WHAT IS EXPECTED:
From the line containing "Q. Point out the tree" down to the last line of the material, return those lines verbatim and only those.

Pointing dataset records:
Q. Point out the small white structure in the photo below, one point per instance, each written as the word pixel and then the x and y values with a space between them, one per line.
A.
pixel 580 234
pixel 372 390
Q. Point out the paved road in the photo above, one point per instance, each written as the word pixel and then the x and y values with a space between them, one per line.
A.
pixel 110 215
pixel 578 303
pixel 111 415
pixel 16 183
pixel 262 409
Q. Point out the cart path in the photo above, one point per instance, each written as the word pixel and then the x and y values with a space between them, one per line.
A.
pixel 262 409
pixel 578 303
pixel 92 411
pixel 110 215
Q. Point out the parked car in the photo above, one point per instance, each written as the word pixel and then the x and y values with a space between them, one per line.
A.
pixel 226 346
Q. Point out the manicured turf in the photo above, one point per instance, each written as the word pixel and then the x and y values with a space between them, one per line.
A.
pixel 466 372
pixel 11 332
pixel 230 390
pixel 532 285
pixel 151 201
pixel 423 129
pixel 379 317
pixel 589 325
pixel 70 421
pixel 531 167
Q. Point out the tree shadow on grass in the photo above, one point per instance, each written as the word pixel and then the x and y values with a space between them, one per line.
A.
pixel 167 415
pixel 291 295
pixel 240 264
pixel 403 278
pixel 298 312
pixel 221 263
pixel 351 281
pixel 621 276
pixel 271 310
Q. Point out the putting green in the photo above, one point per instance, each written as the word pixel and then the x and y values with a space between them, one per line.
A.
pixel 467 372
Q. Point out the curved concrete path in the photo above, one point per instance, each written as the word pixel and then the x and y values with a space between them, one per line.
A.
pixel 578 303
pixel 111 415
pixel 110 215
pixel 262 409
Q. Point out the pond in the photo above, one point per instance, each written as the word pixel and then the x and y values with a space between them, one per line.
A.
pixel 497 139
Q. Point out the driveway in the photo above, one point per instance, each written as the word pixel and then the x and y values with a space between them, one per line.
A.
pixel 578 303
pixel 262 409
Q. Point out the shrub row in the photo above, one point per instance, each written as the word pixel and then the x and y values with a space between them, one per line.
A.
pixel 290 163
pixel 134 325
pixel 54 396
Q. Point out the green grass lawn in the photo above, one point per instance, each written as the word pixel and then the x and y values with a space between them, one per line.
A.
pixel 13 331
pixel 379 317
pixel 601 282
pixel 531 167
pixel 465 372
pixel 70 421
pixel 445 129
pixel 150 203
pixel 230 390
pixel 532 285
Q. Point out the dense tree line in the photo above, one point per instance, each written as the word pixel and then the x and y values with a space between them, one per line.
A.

SOLUTION TO THIS EXERCISE:
Q. Point out the tree shadow on grass in the photo above, one point per instance, each written as the word pixel and then the x and y values with a space between them, one per line.
A.
pixel 167 415
pixel 291 295
pixel 240 264
pixel 403 278
pixel 298 312
pixel 221 263
pixel 351 281
pixel 621 276
pixel 271 310
Q. Point out the putting green in the photo above, one point per instance, each written as the word pixel and then the x and y values with a space between them, one per line.
A.
pixel 467 372
Q. Point out the curved concrete path in the photo above, one point per instance, each written as the word pixel and then the x and y values with a space between them, one per line.
A.
pixel 578 303
pixel 111 415
pixel 110 215
pixel 262 409
Q. Point out the pond in the photo above, one point per instance, each written as the word pixel and then the x and y values with a space between them, one per line.
A.
pixel 497 139
Q. Point out the driveway in the photo above, one point per instance, each written as the word pixel and then the x and y values with a space between them, one per line.
A.
pixel 578 303
pixel 262 409
Q. Point out the shrub row in the photo above, one point per instance, each written as the word pixel and then the x and y values with a space between them, one per line.
A.
pixel 290 163
pixel 134 325
pixel 54 396
Q. Point out the green grass lawn in the photo above, one point per instance, each written as the word pixel and then the x and y values with a space between them, one per line.
A.
pixel 13 331
pixel 379 317
pixel 601 282
pixel 531 167
pixel 465 372
pixel 70 421
pixel 445 129
pixel 150 203
pixel 230 390
pixel 532 285
Q. Point out the dense tree line in the photo above, one point per instance, each written as the word pixel and then the x and y values with a space between them, one per line.
A.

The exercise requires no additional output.